* Excerpted passage *
▬▬▬▬▬▬▬▬▬▬

Meanwhile, it's the weekend. Theoretically. I don't know, I've had the whole week off, thanks to extreme incompetence on the part of my store manager, so it doesn't mean a whole lot to me, but Evie has today off, so. There needs to be more mainlining of Supernatural, I think (damn you, Esther). Although something about the rain makes me want to curl up with hot chocolate and watch Studio 60. Maybe some combination of both.

I do need to do worldbuildy things with On a Saturday, though. And plotty things. Something in my brain still wants angels and demons. I am firmly telling it no, not that that seems to be working. The biggest problems I'm having is with the powers that be. Namely, whether there are any, and if there are, WHAT THE HELL ARE THEY? *Grumbles*

My universe hates me and so wants to be difficult. *Growr*
allfireburns: Emily Prentiss, grinning over her shoulder. (Default)
I am finally caught up on all my tags. If I still owe you a tag for something (except for you, Evie, because our threads with Rose and April and the one with Romana are special cases)... it's because I accidentally deleted the notification email, or didn't get it at all, and you should probably point me in the direction of whatever thread I'm forgetting.

I also finished filling out the cast list (so far) for my On a Saturday verse. This pleases me, and yes, I do love all my DMA folks just as much as the constants, which I was a little worried about at first. But somewhere in the middle of the PB search they all solidified in my head and I fell madly in love with them, so all is well.

▬▬▬▬▬▬▬▬▬▬

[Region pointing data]
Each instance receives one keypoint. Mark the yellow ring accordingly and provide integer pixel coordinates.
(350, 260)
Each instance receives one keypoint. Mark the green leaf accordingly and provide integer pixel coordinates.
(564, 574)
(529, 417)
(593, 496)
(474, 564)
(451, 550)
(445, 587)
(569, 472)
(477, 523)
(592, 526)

▬▬▬▬▬▬▬▬▬▬

* Activities *
a – Answer these questions about the blog post on weekend plans and the On a Saturday verse:
(i) What show does the rain make the writer want to watch with hot chocolate?
(ii) What is the biggest problem the writer is having with On a Saturday?
(iii) What did the writer finish filling out for the On a Saturday verse?
b – Can you resume the blog post about weekend plans and the On a Saturday verse, starting right after its final sentence?

* Results for the exercise *
a –
(i) Studio 60.
(ii) The powers that be: whether there are any, and if so, what they are.
(iii) The cast list, so far.

b –
I'm thinking about a new layout, except that the new layout I want... involves the characters from On a Saturday. So that would require me making a header with all of them in it, and that's just so troublesome...

So I'm going to think more about it while I write drabbles for a fanmix. And try to get into a graphics-making mood so I can actually do the graphics for said fanmix (it's hard when my PB for Aleksandra is so damn hard to find pictures of). And try to ignore how much I want to scream and throw things at certain people (mostly various Walgreens managers, but a few other people too).
allfireburns: Emily Prentiss, grinning over her shoulder. (Default)
The post that follows is long, rambly, and bounces from one subject to another kind of randomly. You have been warned.

I spent a while posting some old (meaning from October) Academyverse and City Magic stuff up on [livejournal.com profile] followedmystar, so... those of you who have it friended? Sorry if I spammed you. There are some drabbles from [livejournal.com profile] writing_game I'm thinking about posting too - from City Magic, Academyverse, and some verses I never developed - whenever I can decide whether or not I want to post them all in big chunks, divided up by verse, or post them separately, so I can link them more easily on my story catalog.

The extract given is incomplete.